Excerpted passage:

--- Start ---

I have sent the person that reported this a patch to test 
and am waiting for feedback. I've taken responsibility for this. 


Responsible-Changed-From-To: freebsd-fs->rmacklem 
Responsible-Changed-By: rmacklem 
Responsible-Changed-When: Thu Oct 20 22:42:03 UTC 2011 
Responsible-Changed-Why:  

I have sent the person that reported this a patch for testing 
and will update the status when I hear back from them. 

http://www.freebsd.org/cgi/query-pr.cgi?pr=156168 

From: dfilter@FreeBSD.ORG (dfilter service)
To: bug-followup@FreeBSD.org
Cc:  
Subject: Re: kern/156168: commit references a PR
Date: Thu,  3 Nov 2011 14:38:17 +0000 (UTC)

--- End ---

Records:

--- Start ---

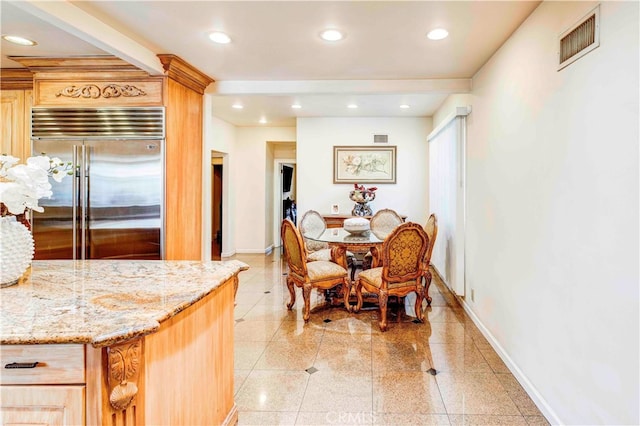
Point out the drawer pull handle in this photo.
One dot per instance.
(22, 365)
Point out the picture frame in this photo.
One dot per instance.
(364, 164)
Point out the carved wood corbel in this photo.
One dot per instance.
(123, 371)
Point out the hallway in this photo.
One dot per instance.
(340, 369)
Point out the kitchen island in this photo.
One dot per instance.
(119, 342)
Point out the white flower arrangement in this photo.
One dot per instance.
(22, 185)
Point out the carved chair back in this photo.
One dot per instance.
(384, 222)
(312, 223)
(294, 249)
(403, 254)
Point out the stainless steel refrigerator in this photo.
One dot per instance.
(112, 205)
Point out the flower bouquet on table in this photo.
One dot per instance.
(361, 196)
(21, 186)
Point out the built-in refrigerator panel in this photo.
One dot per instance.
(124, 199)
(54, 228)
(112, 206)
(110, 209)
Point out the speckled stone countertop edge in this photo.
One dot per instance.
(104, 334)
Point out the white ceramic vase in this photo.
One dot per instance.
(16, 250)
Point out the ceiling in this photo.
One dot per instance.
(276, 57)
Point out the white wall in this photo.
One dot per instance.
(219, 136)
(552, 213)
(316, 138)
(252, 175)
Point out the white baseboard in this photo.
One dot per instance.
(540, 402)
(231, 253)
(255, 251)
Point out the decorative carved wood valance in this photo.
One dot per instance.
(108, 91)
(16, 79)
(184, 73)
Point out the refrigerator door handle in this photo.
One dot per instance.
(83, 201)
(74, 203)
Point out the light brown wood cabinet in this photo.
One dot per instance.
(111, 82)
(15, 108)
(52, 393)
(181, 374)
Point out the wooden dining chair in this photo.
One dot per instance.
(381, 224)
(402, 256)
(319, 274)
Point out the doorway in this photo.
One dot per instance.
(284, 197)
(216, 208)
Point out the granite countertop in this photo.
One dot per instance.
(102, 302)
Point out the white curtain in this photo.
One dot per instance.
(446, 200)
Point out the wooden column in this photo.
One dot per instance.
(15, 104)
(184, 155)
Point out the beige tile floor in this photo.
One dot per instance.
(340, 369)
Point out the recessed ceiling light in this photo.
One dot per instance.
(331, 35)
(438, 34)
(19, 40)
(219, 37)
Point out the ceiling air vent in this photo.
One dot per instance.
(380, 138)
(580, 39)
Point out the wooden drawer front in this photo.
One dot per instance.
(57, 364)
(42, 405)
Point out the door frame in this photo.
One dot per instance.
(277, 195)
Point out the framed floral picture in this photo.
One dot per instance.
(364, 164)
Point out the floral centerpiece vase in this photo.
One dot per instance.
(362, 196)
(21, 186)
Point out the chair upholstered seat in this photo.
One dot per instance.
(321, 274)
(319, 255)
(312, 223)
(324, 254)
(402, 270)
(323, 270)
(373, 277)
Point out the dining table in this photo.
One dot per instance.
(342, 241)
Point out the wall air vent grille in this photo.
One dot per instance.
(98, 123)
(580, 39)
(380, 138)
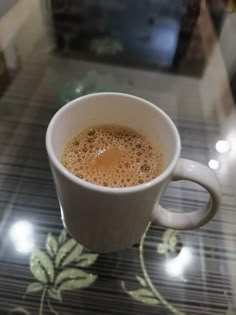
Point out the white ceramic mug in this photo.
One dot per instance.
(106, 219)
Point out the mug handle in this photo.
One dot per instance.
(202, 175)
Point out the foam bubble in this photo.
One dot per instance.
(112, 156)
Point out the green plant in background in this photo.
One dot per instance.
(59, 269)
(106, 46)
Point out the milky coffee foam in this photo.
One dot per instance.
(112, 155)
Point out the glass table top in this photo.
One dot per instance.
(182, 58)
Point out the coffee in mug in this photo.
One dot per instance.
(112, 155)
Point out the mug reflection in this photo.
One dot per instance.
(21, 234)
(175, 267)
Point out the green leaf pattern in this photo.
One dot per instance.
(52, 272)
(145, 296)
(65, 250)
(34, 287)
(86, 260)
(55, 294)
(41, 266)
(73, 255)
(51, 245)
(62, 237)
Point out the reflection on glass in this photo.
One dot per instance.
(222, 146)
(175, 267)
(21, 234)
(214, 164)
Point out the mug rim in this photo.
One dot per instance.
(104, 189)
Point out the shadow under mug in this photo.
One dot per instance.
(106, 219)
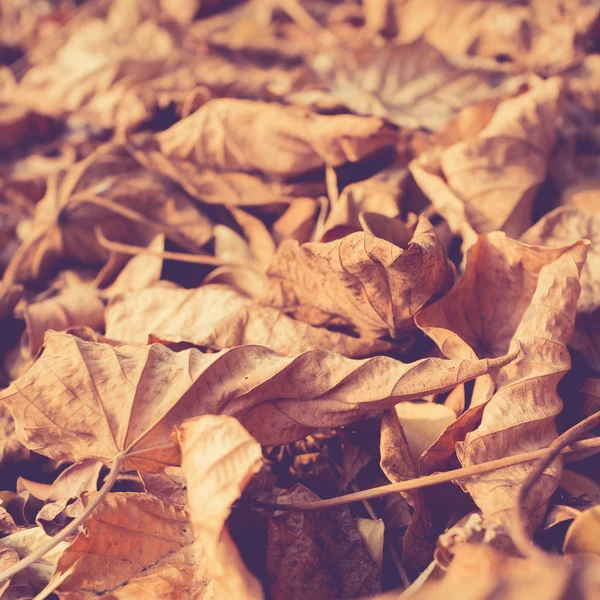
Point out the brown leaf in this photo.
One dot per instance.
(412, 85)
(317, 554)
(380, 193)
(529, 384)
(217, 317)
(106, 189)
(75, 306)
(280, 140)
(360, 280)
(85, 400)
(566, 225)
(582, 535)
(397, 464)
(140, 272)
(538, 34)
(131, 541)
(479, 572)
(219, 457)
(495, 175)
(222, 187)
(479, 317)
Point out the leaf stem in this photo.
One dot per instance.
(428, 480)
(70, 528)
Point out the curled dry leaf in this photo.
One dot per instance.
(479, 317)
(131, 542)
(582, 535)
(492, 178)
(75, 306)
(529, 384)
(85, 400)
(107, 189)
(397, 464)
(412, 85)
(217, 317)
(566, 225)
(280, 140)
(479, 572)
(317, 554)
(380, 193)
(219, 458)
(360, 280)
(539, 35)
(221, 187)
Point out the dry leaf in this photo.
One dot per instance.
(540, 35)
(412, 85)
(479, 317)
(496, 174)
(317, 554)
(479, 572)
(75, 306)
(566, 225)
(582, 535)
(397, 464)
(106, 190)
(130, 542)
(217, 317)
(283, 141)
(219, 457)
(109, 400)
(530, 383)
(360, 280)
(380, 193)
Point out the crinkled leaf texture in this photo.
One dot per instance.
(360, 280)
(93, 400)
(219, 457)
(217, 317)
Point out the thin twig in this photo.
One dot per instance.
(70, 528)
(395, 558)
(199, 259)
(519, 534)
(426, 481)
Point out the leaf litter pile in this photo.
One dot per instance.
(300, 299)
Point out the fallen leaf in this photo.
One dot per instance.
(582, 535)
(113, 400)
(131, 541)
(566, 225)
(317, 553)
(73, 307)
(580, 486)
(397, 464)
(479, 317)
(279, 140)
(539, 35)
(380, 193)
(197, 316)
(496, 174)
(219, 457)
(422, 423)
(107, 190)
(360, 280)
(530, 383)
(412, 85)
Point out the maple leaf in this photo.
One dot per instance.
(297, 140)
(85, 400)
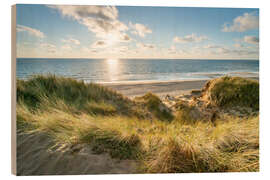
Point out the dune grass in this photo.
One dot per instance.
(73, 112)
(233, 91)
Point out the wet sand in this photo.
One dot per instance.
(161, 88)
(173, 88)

--- End ---
--- Start ---

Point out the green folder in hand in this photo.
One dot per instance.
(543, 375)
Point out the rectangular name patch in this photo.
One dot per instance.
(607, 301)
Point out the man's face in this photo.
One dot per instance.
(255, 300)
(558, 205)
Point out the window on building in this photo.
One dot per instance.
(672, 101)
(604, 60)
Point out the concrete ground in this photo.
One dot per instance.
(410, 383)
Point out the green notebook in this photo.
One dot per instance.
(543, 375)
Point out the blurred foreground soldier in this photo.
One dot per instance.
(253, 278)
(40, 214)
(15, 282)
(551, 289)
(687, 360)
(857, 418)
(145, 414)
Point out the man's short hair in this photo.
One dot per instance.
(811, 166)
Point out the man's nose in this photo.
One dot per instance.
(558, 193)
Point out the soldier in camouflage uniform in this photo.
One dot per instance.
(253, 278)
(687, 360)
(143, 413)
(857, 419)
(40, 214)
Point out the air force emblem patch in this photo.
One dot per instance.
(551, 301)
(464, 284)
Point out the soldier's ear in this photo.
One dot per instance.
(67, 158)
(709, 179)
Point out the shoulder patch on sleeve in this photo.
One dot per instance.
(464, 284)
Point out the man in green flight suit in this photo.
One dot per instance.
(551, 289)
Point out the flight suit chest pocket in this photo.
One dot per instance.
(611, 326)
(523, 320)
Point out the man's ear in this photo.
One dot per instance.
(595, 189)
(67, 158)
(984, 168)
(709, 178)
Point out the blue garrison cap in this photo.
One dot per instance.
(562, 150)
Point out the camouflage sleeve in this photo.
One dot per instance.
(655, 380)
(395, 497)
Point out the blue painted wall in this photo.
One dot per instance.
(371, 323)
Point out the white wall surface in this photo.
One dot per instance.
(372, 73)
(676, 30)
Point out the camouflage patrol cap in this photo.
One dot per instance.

--- End ---
--- Start ---

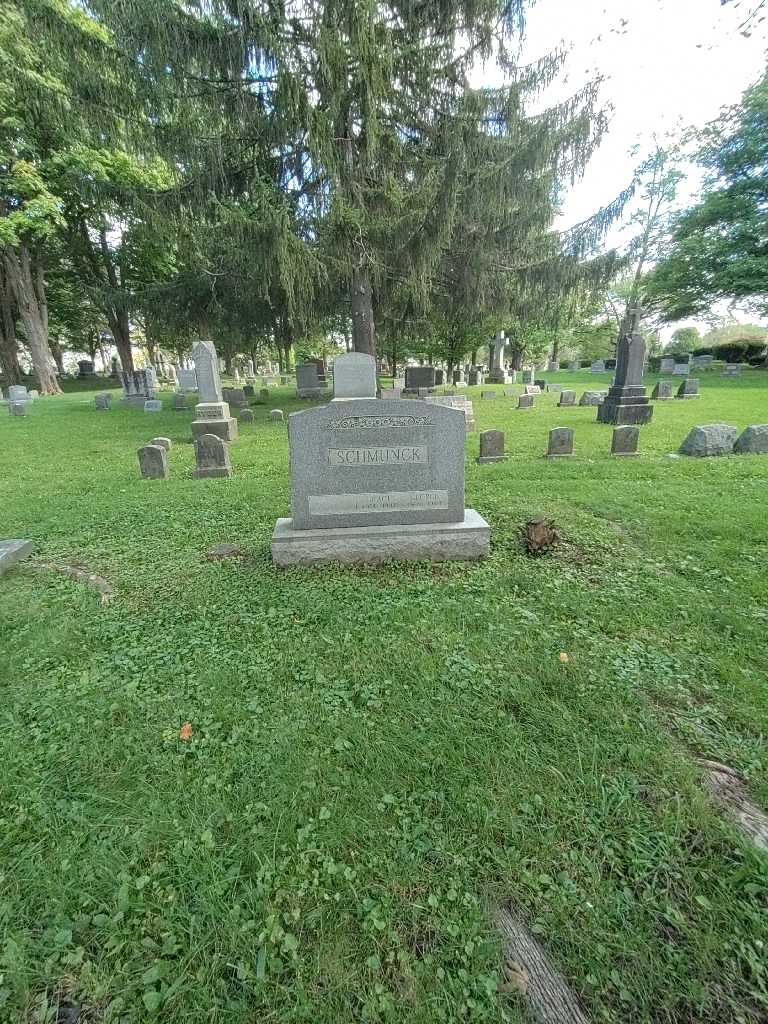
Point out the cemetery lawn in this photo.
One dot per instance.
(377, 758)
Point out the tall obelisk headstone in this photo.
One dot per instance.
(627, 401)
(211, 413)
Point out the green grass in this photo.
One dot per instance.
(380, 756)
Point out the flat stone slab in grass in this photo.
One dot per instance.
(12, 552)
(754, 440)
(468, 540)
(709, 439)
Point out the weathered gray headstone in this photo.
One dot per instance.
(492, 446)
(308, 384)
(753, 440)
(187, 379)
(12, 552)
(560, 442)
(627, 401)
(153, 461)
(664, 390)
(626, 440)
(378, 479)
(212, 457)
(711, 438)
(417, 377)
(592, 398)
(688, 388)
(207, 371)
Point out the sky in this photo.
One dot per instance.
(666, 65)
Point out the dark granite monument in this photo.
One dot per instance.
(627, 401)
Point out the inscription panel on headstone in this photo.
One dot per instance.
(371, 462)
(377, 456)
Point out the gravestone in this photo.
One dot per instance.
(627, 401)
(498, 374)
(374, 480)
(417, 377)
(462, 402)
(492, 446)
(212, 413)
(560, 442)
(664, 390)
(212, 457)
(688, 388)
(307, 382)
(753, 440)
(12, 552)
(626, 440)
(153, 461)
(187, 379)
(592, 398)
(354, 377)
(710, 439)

--- End ---

Aim of the task:
Reproduce the bug report word for word from "Responsible-Changed-From-To: freebsd-fs->rmacklem" to "back from them.". The lines are not needed for this work.

Answer to this problem:
Responsible-Changed-From-To: freebsd-fs->rmacklem 
Responsible-Changed-By: rmacklem 
Responsible-Changed-When: Thu Oct 20 22:42:03 UTC 2011 
Responsible-Changed-Why:  

I have sent the person that reported this a patch for testing 
and will update the status when I hear back from them.